(Bacaan yang Diberikan):
Chandra Dewi masih kesal mengingat-ingat mantan pacarnya, hubungan mereka pascaputus tidak berjalan baik. Tahun lalu, pacarnya tiba-tiba menghilang begitu saja dari kehidupannya. “Waktu itu aku sudah ngerasa nyaman sama dia, tiba-tiba dia ngilang, enggak pernah kontak-kontakin aku lagi,” ceritanya.
Dewasa ini, saat perkembangan teknologi komunikasi memberikan kesempatan untuk saling terhubung, tapi itu juga membuat pelaku ghosting dengan mudahnya menyetop komunikasi. Satu setengah bulan setelah itu, Chandra mengambil keputusan, mereka harus bertemu.
“Aku ajak dia bertemu dan memutuskan hubungan kita berakhir saja,” ujarnya. Beberapa minggu setelah mereka putus, Chandra mengetahui mantan pacarnya akan menikah dengan orang lain dalam waktu dekat.

(Data Mentah):
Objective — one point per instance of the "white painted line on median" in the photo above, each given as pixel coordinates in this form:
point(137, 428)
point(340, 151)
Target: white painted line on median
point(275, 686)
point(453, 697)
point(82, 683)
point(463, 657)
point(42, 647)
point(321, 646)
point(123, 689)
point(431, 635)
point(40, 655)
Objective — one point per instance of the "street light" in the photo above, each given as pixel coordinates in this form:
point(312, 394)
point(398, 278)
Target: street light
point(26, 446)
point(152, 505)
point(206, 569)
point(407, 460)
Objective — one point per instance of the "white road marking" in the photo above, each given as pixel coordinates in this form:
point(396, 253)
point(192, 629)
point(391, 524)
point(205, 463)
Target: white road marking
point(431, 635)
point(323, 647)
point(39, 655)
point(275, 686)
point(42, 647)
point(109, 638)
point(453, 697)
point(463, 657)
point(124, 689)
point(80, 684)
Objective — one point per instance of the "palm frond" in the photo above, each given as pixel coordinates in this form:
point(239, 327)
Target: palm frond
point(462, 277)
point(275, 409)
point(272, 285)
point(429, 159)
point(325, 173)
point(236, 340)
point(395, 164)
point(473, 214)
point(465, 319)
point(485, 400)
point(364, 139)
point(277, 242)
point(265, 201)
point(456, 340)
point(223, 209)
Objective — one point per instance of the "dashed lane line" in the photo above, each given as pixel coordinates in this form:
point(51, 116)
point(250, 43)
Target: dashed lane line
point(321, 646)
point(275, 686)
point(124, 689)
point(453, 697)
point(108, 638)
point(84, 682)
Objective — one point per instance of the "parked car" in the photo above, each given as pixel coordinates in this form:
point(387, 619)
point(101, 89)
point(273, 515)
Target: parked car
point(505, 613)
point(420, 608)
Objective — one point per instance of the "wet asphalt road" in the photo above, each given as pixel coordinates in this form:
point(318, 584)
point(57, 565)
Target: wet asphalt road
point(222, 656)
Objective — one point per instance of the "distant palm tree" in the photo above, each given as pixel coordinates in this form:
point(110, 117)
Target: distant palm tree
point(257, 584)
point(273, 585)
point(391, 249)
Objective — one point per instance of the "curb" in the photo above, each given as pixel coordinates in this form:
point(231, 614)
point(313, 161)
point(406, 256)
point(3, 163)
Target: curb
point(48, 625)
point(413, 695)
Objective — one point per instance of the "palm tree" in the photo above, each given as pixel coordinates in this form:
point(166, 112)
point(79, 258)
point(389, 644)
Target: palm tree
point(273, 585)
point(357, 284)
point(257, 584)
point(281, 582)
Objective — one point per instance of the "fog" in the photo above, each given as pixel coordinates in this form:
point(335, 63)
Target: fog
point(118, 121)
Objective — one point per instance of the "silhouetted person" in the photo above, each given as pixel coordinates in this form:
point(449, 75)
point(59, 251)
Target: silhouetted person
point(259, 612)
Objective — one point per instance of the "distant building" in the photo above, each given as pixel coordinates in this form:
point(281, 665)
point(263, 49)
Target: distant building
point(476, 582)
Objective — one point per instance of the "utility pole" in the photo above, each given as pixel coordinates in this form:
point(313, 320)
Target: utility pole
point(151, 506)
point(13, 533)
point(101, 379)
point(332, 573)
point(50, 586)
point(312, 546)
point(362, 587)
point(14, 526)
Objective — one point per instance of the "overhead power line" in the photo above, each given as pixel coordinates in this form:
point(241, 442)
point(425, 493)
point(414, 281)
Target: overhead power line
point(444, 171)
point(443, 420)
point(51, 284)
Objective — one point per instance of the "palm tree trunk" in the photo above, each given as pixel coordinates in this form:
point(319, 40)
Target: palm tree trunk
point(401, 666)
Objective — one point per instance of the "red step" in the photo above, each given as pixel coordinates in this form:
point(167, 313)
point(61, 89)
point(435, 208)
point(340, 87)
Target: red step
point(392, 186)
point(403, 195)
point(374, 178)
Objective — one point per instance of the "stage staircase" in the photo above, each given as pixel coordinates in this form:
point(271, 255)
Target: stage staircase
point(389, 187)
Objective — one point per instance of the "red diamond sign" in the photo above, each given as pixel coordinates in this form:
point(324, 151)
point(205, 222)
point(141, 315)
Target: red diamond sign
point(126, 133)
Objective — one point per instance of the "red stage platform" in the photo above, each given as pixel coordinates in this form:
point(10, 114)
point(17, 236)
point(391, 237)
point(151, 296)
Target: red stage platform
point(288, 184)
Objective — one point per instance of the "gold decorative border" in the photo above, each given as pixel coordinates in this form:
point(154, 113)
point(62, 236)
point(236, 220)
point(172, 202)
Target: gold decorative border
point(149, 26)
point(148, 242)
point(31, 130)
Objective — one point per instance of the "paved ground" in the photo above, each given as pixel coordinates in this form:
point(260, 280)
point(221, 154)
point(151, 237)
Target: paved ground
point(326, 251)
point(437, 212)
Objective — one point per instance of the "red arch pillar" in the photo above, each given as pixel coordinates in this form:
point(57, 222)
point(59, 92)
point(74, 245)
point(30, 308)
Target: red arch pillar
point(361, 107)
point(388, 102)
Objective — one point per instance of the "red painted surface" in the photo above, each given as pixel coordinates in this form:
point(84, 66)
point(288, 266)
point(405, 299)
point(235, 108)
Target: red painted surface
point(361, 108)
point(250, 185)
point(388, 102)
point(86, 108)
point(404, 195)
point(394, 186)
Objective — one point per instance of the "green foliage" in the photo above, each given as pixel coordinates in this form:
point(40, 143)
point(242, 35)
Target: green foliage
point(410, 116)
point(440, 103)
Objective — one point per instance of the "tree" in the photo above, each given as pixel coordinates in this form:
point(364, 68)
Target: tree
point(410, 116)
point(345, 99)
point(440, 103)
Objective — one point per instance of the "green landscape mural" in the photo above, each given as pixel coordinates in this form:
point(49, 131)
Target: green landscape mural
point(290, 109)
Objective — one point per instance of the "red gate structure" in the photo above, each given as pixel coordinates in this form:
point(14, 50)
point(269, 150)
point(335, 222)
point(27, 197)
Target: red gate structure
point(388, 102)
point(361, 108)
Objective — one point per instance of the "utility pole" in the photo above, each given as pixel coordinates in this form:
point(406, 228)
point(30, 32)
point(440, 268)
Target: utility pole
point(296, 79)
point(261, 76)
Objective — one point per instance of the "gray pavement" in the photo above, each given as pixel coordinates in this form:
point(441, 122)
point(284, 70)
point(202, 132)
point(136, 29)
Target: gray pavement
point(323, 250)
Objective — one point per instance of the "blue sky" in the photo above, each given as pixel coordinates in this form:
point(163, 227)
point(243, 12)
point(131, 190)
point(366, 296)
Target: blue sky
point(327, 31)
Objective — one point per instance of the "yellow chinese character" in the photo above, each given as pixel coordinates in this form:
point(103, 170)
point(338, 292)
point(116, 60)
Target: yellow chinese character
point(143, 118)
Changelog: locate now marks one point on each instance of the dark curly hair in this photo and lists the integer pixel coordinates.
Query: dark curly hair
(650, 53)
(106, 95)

(Tugas Latihan):
1. Tuliskan bagian bacaan tentang ghosting tanpa perubahan apa pun, dimulai dari "Dewasa ini, saat" dan diakhiri dengan "dalam waktu dekat.".
2. Lanjutkan bacaan tentang ghosting dengan kalimat-kalimat baru setelah kalimat terakhirnya.

(Kunci Jawaban):
1.
Dewasa ini, saat perkembangan teknologi komunikasi memberikan kesempatan untuk saling terhubung, tapi itu juga membuat pelaku ghosting dengan mudahnya menyetop komunikasi. Satu setengah bulan setelah itu, Chandra mengambil keputusan, mereka harus bertemu.
“Aku ajak dia bertemu dan memutuskan hubungan kita berakhir saja,” ujarnya. Beberapa minggu setelah mereka putus, Chandra mengetahui mantan pacarnya akan menikah dengan orang lain dalam waktu dekat.

2.
“Cara dia ingin putus dengan ngilang gitu menurutku pengecut sih ya,” katanya. Perlakuan ghosting yang diterima Chandra dari pacarnya membuat dirinya merasa tak dihargai dan dipermainkan. Ghosting terjadi ketika dua orang yang menjalin hubungan dan telah bertemu beberapa kali, salah satunya menghilang begitu saja seperti hantu.
Ghosting seperti yang dilakukan mantan Chandra bukanlah hal baru. Sejak lama orang-orang menghilang dari sebuah hubungan. Di masa kiwari, dilansir dari laman Psychology Today, hampir 50% perempuan dan laki-laki yang menjalin hubungan, pernah mengalami ghosting. Walaupun fenomena ghosting terlihat umum, efeknya bisa sangat menghancurkan dan membahayakan orang-orang yang memiliki kepercayaan diri rendah.
Seperti yang dilansir dari Psychology Today, korban ghosting bakal merasa tidak dihargai, dipermainkan, dan bisa dengan mudah digantikan. Apalagi jika kasusnya seperti Chandra yang telah menjalin hubungan cukup lama, ghosting bisa membuat trauma. Ketika mantannya yang sudah ia percayai melepaskan diri darinya, Chandra merasa sangat dikhianati.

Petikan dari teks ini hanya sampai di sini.